▸ **MATERIAL**
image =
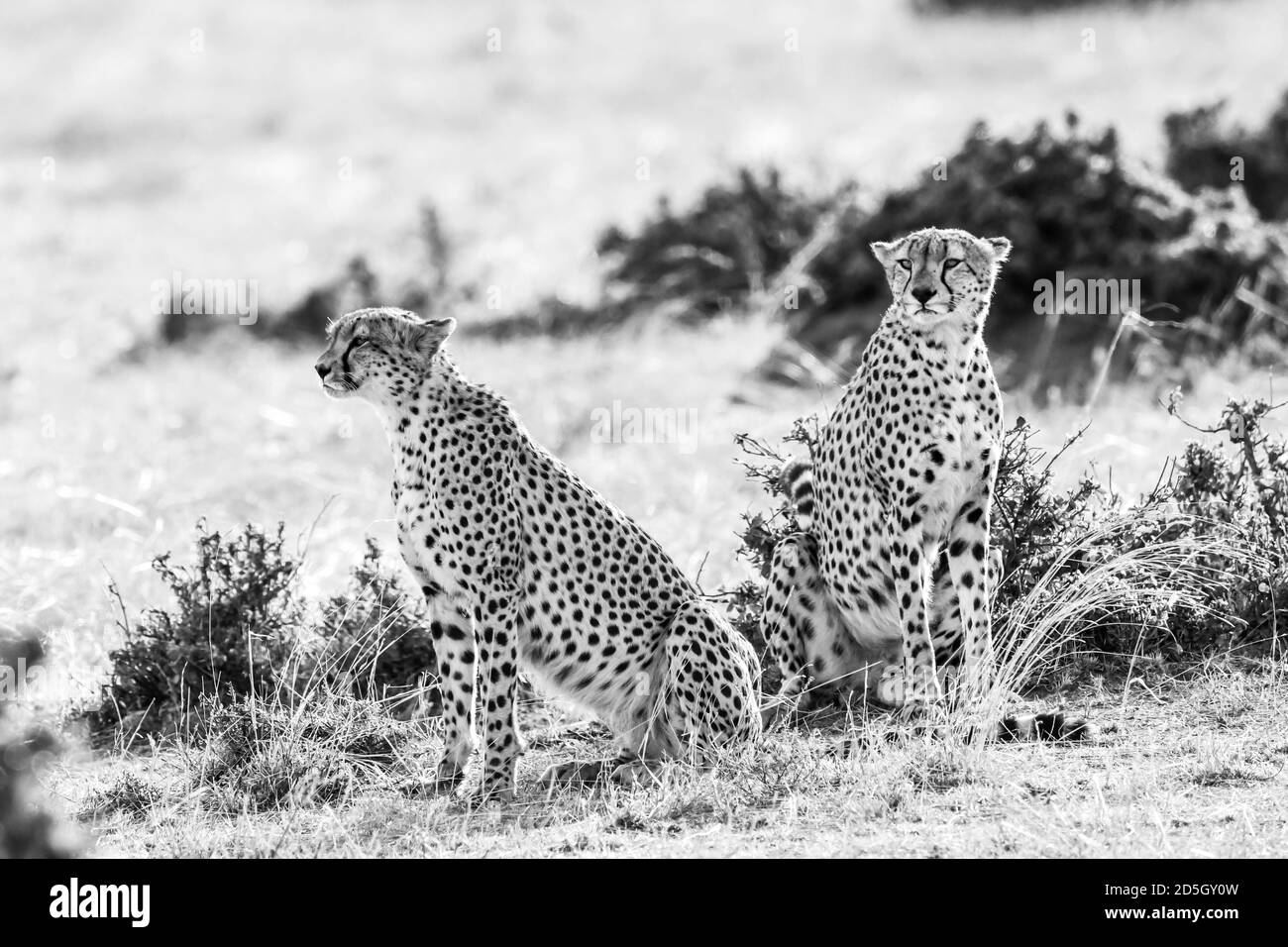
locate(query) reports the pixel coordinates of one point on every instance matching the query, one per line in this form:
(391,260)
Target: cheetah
(523,566)
(885,591)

▸ **EXERCISE OBJECTIVE**
Please reproduce the material above line for line without changing a word, and leave out the picture.

▸ **WRITTEN RESPONSE**
image =
locate(query) reports the pixel coordinates of one point on every instance matching the query, one per line in this form:
(391,260)
Target: cheetah
(523,566)
(885,591)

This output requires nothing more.